DATASET EXTRACT
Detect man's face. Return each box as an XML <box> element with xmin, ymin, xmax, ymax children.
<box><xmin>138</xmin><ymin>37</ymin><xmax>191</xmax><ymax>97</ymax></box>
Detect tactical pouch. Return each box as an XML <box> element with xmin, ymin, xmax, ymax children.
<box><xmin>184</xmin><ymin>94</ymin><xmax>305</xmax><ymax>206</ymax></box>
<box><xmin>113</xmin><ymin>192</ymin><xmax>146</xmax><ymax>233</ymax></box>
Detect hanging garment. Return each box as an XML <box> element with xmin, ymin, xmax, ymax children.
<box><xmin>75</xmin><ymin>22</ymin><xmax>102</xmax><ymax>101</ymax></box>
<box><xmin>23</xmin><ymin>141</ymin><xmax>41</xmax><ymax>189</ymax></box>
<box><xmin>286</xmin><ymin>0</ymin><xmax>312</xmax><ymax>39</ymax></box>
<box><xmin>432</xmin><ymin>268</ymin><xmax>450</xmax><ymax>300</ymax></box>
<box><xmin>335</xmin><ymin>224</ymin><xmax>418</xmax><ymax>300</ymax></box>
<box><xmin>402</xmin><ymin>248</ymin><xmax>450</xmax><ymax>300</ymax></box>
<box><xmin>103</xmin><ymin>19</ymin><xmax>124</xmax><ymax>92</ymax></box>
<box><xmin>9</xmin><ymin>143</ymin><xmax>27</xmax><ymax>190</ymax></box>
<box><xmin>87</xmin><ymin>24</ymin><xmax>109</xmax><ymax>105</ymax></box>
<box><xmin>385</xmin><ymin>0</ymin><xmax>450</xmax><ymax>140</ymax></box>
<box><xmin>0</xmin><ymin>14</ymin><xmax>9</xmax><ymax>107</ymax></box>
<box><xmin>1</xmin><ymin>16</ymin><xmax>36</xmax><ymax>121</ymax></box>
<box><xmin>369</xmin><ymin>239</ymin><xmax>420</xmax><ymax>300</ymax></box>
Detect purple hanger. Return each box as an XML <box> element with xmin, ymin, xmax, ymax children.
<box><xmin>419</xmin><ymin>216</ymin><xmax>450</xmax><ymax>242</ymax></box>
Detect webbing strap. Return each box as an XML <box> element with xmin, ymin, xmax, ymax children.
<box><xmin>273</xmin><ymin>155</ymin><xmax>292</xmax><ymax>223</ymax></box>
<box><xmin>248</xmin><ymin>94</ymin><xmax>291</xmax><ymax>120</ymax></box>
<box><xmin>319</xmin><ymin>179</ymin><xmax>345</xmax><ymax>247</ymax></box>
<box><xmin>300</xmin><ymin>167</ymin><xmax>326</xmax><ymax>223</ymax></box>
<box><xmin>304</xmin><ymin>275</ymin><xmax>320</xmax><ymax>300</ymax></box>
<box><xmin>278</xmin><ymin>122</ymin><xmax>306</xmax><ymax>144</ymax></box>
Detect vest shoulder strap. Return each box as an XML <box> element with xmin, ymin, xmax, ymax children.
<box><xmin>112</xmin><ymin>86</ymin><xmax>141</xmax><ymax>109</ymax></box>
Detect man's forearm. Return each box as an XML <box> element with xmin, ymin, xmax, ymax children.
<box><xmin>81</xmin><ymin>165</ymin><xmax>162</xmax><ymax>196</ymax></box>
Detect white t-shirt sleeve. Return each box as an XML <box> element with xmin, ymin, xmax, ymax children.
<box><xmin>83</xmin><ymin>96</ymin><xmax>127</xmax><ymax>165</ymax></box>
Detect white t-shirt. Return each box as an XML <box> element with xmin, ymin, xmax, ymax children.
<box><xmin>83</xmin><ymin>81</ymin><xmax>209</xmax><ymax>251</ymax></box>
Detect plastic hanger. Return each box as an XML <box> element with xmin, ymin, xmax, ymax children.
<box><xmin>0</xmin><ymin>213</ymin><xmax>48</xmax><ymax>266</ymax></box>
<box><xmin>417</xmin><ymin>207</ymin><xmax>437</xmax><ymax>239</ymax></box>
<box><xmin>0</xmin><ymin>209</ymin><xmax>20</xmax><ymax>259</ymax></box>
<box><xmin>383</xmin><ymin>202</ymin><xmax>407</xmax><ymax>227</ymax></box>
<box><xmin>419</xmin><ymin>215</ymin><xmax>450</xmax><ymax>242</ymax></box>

WRITTEN REQUEST
Copy out each line of the material above that contains the word "white".

RESULT OF THIS EXERCISE
Detect white t-shirt sleeve. Return each box as an XML <box> element with xmin, ymin, xmax, ymax children.
Detect white t-shirt. Return each box as an XML <box> element with xmin, ymin, xmax, ymax children.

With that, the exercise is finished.